◆ **Dataset records**
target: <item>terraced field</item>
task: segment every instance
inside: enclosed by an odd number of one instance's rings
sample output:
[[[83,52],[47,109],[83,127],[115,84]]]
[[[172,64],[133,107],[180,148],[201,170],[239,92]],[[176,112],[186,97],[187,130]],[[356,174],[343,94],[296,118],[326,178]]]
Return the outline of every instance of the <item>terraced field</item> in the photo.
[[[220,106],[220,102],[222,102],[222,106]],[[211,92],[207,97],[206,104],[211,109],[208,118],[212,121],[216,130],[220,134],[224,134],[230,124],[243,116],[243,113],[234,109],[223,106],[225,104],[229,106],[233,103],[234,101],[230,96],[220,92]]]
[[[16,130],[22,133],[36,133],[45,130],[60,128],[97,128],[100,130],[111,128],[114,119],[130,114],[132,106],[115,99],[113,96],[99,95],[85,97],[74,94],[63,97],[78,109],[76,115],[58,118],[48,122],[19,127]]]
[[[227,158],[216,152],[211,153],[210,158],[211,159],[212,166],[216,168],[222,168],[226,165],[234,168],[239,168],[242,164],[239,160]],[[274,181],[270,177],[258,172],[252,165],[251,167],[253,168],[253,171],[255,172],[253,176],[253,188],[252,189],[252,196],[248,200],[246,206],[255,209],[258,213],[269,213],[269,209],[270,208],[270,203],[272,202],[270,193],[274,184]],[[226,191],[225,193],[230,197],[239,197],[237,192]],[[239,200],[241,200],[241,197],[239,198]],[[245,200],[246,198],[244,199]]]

◆ **Work instructions**
Copy every row above, requests included, and shift each vertex coordinate in the answers by adding 8 to it. Leave every number in the requests and their sample outputs unchanged.

◆ **Output of the task**
target: <item>terraced field</item>
task: segment every instance
inside: enclosed by an odd number of one instance's rings
sample output:
[[[83,52],[47,109],[83,127],[115,84]]]
[[[172,64],[133,107],[180,148],[201,170],[239,92]],[[176,112],[186,97],[187,130]],[[356,174],[343,94],[296,118],[326,178]]]
Return the outline of every instance of the <item>terraced field</item> in the photo.
[[[228,114],[228,110],[230,110],[230,114]],[[219,100],[215,105],[214,112],[219,117],[216,126],[220,129],[224,138],[228,142],[232,142],[238,132],[251,124],[251,121],[242,117],[231,114],[233,112],[237,114],[241,111],[242,109],[238,104],[228,100]]]
[[[24,138],[30,141],[44,141],[53,138],[68,136],[105,136],[108,138],[119,136],[122,127],[138,122],[140,114],[123,107],[121,104],[107,103],[93,105],[82,102],[71,105],[86,117],[84,123],[66,126],[56,130],[27,135]]]
[[[235,166],[224,160],[219,161],[218,166],[219,167],[220,174],[224,176],[230,176],[234,173],[242,176],[247,176],[250,172],[247,168]],[[282,189],[278,185],[266,180],[260,173],[259,175],[261,176],[261,179],[263,180],[261,184],[261,196],[260,197],[260,204],[256,208],[254,214],[263,217],[266,221],[277,221],[277,217],[278,216],[278,211],[280,210],[278,201],[282,192]],[[234,199],[233,201],[238,205],[247,205],[245,200]],[[247,208],[249,208],[249,205],[247,206]],[[253,208],[254,206],[252,207]]]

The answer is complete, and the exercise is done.